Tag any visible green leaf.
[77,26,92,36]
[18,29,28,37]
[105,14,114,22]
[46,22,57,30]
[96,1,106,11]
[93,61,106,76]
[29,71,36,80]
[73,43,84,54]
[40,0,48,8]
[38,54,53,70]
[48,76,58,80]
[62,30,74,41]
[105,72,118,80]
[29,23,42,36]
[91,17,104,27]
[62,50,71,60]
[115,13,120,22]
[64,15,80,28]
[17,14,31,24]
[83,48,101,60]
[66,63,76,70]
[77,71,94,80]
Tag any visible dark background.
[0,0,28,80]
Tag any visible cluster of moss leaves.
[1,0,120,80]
---
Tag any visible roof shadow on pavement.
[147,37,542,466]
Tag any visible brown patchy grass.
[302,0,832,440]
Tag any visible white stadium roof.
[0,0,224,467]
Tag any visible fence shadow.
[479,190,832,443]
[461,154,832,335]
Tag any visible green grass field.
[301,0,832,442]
...
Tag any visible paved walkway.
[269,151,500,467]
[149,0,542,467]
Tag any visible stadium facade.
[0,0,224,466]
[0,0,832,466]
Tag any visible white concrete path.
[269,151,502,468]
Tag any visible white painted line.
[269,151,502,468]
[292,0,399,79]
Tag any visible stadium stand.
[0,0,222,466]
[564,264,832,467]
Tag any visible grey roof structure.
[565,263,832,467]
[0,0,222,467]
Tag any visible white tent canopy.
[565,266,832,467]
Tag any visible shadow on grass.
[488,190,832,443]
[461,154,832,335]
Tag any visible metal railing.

» **Request**
Report each line above that contains the word "white", copying every such line in full.

» **Response**
Tag any visible white stadium roof.
Tag any visible white concrete path.
Tag any visible white painted line.
Tag any visible white tent canopy.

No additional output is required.